* Collected data:
- - - -
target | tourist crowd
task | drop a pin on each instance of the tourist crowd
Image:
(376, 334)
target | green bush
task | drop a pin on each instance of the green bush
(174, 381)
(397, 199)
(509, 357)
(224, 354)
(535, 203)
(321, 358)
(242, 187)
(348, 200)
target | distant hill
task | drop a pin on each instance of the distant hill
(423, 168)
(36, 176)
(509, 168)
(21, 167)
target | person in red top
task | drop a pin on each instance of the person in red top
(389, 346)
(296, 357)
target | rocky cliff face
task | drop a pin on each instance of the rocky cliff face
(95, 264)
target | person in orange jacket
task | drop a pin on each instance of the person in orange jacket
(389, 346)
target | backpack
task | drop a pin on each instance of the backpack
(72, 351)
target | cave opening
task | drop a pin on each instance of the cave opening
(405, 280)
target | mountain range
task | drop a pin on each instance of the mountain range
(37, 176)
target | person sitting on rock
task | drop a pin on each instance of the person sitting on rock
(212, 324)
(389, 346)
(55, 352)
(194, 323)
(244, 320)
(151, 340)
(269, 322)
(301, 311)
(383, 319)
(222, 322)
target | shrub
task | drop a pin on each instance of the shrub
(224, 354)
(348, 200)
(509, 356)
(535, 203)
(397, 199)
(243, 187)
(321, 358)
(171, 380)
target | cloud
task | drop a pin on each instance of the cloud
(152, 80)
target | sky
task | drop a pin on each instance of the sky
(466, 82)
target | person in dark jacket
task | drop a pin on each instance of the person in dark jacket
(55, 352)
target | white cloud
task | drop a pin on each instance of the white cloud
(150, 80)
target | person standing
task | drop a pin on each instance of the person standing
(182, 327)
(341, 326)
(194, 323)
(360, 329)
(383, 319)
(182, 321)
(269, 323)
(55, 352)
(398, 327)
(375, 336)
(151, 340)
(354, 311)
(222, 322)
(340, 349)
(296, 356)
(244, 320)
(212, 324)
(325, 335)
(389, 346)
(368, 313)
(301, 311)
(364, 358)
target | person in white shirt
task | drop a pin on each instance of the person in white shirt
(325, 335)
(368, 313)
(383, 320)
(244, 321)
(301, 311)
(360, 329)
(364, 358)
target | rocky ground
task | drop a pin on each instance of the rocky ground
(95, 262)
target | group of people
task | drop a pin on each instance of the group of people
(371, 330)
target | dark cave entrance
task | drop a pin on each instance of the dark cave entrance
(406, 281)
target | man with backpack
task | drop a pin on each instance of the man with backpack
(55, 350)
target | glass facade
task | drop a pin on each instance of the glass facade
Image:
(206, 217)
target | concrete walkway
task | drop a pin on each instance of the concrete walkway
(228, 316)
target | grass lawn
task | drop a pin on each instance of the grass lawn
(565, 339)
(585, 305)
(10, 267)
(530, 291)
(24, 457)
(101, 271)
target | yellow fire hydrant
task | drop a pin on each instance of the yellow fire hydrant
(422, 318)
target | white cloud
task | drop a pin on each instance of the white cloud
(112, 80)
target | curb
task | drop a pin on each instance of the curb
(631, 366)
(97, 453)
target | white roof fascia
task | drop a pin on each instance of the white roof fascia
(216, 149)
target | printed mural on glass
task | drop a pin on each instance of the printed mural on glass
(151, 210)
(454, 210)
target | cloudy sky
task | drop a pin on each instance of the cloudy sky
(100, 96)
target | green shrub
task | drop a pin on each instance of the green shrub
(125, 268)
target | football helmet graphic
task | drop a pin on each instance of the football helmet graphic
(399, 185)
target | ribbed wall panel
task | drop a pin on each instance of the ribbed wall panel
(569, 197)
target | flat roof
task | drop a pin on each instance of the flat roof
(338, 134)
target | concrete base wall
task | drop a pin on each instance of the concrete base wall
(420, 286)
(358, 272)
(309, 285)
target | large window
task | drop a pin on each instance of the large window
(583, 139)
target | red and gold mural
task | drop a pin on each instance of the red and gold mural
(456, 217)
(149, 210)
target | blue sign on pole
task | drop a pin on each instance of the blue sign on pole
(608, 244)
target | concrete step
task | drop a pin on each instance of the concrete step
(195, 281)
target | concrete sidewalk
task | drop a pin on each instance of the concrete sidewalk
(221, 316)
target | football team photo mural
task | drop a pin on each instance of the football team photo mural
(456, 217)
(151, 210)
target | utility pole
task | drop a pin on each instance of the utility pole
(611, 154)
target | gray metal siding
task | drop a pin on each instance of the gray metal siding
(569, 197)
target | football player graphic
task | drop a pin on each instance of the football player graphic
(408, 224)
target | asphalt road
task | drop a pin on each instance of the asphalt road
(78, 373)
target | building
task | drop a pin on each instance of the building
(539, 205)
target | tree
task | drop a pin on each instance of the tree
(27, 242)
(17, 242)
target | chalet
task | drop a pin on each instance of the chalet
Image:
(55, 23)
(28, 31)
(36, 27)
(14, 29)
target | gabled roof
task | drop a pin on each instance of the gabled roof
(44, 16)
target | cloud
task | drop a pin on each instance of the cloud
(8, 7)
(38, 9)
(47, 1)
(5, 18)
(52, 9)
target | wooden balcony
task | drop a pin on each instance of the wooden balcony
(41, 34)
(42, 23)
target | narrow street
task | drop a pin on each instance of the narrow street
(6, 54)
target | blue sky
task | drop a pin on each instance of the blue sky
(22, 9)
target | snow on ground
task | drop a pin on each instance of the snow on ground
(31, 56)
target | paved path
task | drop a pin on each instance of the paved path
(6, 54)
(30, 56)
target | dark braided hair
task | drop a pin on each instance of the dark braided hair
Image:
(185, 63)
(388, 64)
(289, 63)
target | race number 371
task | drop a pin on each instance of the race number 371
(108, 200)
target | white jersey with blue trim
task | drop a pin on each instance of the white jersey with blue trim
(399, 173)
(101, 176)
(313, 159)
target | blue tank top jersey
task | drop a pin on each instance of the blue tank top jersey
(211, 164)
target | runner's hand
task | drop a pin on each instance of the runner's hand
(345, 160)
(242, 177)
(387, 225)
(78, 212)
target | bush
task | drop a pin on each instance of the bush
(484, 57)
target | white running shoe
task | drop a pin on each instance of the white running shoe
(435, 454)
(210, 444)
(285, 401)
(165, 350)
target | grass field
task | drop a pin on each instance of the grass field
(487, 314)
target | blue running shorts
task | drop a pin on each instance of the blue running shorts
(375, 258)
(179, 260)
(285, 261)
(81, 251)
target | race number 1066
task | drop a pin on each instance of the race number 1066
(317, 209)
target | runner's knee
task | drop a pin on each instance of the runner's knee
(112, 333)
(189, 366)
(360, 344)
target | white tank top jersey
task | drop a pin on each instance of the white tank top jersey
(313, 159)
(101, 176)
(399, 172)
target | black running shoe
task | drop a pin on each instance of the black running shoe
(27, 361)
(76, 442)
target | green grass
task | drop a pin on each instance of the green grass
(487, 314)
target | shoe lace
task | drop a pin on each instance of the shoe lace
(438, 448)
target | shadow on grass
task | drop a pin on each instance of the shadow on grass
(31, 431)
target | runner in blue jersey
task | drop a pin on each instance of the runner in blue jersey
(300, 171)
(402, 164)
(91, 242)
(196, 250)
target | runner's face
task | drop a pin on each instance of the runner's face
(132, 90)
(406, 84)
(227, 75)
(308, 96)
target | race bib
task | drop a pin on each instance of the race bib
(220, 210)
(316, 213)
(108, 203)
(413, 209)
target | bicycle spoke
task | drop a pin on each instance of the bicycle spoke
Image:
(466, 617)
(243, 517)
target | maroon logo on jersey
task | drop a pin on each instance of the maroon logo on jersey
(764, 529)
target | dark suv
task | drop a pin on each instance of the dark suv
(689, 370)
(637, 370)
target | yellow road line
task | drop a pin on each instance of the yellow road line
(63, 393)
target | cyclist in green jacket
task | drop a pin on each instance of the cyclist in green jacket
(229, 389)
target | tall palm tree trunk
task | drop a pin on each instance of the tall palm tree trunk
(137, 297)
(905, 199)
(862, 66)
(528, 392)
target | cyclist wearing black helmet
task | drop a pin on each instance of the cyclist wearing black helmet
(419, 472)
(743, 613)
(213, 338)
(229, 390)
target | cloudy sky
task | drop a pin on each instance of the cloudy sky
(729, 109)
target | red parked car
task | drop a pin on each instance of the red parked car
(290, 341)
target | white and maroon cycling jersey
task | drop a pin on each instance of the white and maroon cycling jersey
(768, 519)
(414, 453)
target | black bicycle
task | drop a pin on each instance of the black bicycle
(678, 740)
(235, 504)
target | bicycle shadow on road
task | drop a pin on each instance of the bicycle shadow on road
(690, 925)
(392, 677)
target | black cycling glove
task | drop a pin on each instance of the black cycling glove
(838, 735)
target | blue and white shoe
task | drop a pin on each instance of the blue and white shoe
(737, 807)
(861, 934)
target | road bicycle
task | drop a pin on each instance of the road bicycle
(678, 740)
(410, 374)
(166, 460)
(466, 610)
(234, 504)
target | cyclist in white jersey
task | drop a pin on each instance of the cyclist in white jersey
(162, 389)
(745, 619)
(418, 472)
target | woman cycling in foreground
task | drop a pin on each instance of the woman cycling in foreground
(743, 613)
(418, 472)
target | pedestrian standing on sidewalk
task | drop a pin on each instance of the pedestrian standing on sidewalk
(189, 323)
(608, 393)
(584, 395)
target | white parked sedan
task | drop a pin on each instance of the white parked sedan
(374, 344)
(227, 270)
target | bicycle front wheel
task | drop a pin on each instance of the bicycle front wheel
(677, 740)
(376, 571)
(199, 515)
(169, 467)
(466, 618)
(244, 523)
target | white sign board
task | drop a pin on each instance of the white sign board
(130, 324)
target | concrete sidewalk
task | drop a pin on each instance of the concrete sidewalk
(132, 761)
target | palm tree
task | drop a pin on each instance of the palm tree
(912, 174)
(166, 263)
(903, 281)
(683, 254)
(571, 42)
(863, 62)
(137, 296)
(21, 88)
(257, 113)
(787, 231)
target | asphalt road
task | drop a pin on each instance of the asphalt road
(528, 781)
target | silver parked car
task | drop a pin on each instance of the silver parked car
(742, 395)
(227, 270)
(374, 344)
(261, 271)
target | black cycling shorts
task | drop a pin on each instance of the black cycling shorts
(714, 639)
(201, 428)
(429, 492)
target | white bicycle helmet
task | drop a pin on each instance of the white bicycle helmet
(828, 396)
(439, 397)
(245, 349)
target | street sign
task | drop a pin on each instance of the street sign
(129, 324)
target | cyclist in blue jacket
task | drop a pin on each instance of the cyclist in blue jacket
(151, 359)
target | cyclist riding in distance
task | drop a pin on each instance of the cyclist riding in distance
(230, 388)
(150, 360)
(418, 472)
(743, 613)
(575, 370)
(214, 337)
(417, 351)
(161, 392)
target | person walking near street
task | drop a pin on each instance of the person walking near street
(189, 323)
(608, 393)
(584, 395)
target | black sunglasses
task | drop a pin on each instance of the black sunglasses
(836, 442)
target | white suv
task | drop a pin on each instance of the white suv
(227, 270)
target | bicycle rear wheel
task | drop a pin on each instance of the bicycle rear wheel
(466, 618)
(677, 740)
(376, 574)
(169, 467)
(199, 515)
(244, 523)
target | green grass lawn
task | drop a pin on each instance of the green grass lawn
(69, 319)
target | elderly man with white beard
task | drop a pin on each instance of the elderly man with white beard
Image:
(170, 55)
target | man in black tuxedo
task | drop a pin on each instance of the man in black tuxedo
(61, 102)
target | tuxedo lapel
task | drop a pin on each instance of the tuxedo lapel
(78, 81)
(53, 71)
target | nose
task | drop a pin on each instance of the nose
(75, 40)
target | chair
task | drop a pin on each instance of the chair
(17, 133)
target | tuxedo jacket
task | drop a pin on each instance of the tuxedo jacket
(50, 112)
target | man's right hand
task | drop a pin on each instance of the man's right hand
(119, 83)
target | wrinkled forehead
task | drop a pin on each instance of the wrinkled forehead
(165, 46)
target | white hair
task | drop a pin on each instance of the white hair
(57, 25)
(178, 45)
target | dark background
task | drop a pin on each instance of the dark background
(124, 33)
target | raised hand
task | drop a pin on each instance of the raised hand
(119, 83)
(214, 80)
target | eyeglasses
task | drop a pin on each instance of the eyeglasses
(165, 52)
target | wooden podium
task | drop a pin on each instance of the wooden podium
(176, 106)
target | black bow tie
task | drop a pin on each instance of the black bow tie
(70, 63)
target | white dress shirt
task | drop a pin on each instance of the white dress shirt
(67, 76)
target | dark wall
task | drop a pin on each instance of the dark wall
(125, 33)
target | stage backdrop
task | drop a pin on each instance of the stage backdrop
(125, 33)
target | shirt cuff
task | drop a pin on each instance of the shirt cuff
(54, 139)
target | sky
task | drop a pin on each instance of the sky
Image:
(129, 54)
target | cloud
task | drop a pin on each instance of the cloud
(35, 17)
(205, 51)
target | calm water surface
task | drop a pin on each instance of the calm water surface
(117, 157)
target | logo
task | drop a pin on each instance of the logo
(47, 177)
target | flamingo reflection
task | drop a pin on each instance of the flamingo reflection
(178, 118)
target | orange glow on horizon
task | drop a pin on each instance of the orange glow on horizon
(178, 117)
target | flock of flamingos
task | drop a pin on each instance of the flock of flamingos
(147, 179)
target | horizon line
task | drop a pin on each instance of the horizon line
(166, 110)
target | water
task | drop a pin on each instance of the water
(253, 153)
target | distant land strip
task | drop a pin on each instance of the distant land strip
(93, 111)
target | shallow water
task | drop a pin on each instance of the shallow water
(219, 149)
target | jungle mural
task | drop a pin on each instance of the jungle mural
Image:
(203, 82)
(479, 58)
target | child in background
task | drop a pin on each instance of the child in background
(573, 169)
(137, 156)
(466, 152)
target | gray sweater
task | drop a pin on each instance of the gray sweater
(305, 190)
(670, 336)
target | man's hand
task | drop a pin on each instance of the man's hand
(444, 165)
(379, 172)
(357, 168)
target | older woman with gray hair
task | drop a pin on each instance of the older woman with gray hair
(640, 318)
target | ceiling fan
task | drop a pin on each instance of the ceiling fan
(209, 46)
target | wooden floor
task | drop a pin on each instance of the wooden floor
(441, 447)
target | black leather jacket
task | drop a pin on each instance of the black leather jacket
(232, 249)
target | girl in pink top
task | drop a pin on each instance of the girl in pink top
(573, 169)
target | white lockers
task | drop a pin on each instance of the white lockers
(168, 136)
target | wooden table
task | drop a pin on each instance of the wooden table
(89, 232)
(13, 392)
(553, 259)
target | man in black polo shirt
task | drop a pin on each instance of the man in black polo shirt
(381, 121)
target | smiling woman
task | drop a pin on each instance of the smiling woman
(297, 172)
- - - -
Reproduce the lines of the listing from the line containing "target | older woman with gray hair" through the end of the listing, both ends included and the requests retained, multiplying each coordinate in the answers by 0.55 and rounding it to a whole number, with halves rounded up.

* Worked solution:
target | older woman with gray hair
task | drop a pin on each instance of the older woman with gray hair
(352, 175)
target | ceiling fan
task | drop a pin on each instance of the ceiling fan
(115, 25)
target | wooden floor
task | drop a pin on each instance of the wooden floor
(243, 246)
target | black leather jacket
task | drop a pin on each instance of the black leather jacket
(128, 137)
target | girl in pink top
task | drop a pin on each instance of the girl in pink top
(315, 93)
target | white lockers
task | drop a pin on each instance of the white lockers
(92, 75)
target | wooden table
task | drop a pin on each instance of the wooden table
(49, 128)
(7, 216)
(304, 142)
target | man in black polo shirt
task | drop a pin on each instance of the man in black polo shirt
(210, 67)
target | smiling woman
task | drop a pin on each instance of the smiling woman
(163, 95)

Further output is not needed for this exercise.